- **TASK DESCRIPTION**:
Can you turn the lines below into a numbered list, skipping blank lines and leaving the pictures out?

━━━ RECORD LIST ━━━

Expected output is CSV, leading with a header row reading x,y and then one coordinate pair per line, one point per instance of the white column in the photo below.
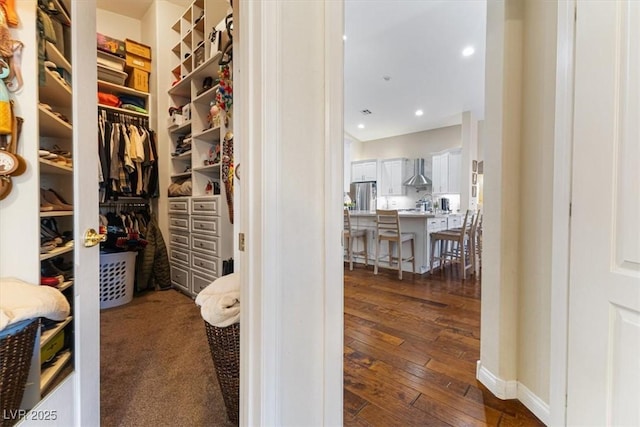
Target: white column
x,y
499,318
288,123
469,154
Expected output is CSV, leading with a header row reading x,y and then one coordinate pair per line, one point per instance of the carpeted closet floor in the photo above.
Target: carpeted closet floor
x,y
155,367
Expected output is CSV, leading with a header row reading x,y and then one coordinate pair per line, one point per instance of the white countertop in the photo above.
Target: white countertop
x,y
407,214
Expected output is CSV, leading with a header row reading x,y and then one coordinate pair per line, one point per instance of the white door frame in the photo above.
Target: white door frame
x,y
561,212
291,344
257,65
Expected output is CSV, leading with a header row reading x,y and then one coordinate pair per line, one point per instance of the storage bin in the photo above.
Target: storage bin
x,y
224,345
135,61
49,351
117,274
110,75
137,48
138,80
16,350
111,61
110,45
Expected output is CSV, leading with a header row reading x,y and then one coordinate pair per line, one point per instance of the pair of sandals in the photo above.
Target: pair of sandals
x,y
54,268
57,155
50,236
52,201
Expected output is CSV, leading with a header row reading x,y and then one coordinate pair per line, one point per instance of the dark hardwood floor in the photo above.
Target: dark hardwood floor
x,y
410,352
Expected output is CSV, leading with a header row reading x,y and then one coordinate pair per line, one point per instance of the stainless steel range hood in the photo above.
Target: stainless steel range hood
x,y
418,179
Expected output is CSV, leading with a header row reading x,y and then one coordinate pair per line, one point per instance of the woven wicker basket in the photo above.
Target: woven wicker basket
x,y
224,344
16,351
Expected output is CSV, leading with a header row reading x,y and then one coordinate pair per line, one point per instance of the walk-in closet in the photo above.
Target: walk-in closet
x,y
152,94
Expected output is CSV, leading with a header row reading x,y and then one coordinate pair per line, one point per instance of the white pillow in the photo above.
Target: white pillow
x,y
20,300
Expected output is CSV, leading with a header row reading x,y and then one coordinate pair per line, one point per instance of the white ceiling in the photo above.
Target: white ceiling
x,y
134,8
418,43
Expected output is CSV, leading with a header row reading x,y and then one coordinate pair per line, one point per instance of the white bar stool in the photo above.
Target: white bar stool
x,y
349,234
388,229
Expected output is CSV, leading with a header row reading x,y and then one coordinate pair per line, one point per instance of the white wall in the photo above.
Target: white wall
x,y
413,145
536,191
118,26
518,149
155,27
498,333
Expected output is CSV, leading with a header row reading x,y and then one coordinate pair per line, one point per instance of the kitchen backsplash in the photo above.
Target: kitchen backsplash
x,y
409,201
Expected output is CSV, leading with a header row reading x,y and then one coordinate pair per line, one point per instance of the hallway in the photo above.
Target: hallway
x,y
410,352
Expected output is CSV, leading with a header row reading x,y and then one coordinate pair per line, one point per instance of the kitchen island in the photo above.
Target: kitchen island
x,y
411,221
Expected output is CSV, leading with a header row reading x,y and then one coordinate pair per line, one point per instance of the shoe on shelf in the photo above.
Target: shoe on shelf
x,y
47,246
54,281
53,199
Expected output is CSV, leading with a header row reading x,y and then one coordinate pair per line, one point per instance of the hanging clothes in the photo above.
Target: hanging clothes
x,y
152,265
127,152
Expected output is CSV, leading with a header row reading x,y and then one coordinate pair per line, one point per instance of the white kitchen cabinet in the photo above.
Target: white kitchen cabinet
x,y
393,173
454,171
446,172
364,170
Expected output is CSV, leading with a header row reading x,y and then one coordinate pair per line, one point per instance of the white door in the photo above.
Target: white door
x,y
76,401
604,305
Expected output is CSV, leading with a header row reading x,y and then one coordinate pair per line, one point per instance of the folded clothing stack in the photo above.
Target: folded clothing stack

━━━

- **EXERCISE RESULT**:
1. Expected output is CSV, leading with a header row reading x,y and then one coordinate pair per line, one point per instance of the white column in the photo below.
2. Target: white column
3. x,y
4. 499,318
5. 288,123
6. 469,154
7. Expected output is CSV, leading with a header row reading x,y and then one coordinate pair per line, one point per instance of the carpeted closet floor in the photo above.
8. Target: carpeted closet floor
9. x,y
10. 155,367
11. Expected output is CSV, leading with a header row reading x,y and then one coordinate pair per line, one point per instance of the white countertop in the photo above.
12. Target: white countertop
13. x,y
14. 407,214
15. Expected output is CSV, leading with a header row reading x,y and then one coordinate pair per line, one point per instance of the white door frame in the photo above.
16. Target: white door frame
17. x,y
18. 561,212
19. 291,344
20. 257,65
21. Expected output is CSV, leading with a header row reading x,y and then one coordinate pair per line, one point per instance of the storage bin in the photo above.
22. Target: storage bin
23. x,y
24. 224,345
25. 135,61
26. 49,351
27. 117,274
28. 110,75
29. 137,48
30. 138,80
31. 16,350
32. 111,61
33. 110,45
34. Expected output is CSV, leading with a header row reading x,y and then one coordinate pair per line, one point per instance of the pair of sandals in the photo above.
35. Target: pair of sandals
36. x,y
37. 54,268
38. 57,155
39. 50,236
40. 52,201
41. Expected output is CSV, leading with a header row reading x,y and then one coordinate pair per line, one point per instance of the dark hardwood floor in the photo above.
42. Target: dark hardwood floor
43. x,y
44. 410,352
45. Expected output is CSV, leading with a header row reading x,y and then one coordinate pair per line, one point per instance of the stainless steel range hood in the photo above.
46. Target: stainless steel range hood
47. x,y
48. 418,179
49. Expected output is CSV, leading with a header row reading x,y and then one coordinate pair per line, one point per instance of the woven wicker basket in the photo above.
50. Target: woven wicker basket
51. x,y
52. 224,344
53. 16,351
54. Expected output is CSV, leading with a header row reading x,y and then one coordinate pair per line, one point per instance of the walk-in closet in the photo above.
55. Target: walk-in closet
56. x,y
57. 152,94
58. Expected output is CSV, leading with a header row reading x,y and then one coordinate pair per line, one point per instance of the white pillow in the photo above.
59. Target: white pillow
60. x,y
61. 20,300
62. Expected output is CSV, leading with a header row reading x,y and then one coordinate pair per line, one point per instance of the white ceiling in the photo above.
63. Target: white ceiling
64. x,y
65. 134,8
66. 418,43
67. Expected output is CSV, leading with a header row reading x,y and then one coordinate pair per line, one point per instance of the white bar stool in the photo above.
68. Target: white bar stool
69. x,y
70. 349,234
71. 388,229
72. Expected output is CSV, leading with a header row reading x,y and then one coordinate pair per line, one point per instance of the white wall in the photo above.
73. Target: white wall
74. x,y
75. 413,145
76. 536,191
77. 118,26
78. 518,149
79. 155,27
80. 498,333
81. Expected output is CSV, leading with a header row reading x,y and then one coordinate pair per line, one point per instance of the kitchen backsplash in the photo above.
82. Target: kitchen backsplash
83. x,y
84. 409,201
85. Expected output is CSV, leading with a header row reading x,y and then one coordinate pair per line, one point per instance of the hallway in the photo above.
86. Target: hallway
87. x,y
88. 410,352
89. Expected output is CSV, leading with a header row reading x,y and then one coordinate pair per line, one point per instance of the kitchen island in the photo above.
90. Target: kitchen island
91. x,y
92. 411,221
93. Expected output is CSV, leading with a header row reading x,y and then one coordinate pair per line, one point per instance of the shoe on shelf in the photo above.
94. Target: shoe on shelf
95. x,y
96. 47,246
97. 54,281
98. 53,199
99. Expected output is CSV, leading with a header row reading x,y and then one coordinate pair per line, one point per instance of the hanging clothes in the photo above.
100. Target: hanging clothes
101. x,y
102. 152,265
103. 127,152
104. Expected output is CSV, leading with a header row reading x,y and then one coordinate pair per line, one point per instance of the white kitchen cabinet in the photo above.
105. Target: white kitchen cabinet
106. x,y
107. 393,173
108. 454,171
109. 446,172
110. 364,170
111. Expected output is CSV, leading with a header row reading x,y and then one coordinate pair per line, one point per instance of the white door in the photo above.
112. Target: white door
113. x,y
114. 76,401
115. 604,305
116. Expected output is CSV, leading with a header row reading x,y and then one coordinate pair per line, one point per instance of the folded clothing stack in the photo above.
117. Target: folded clothing stack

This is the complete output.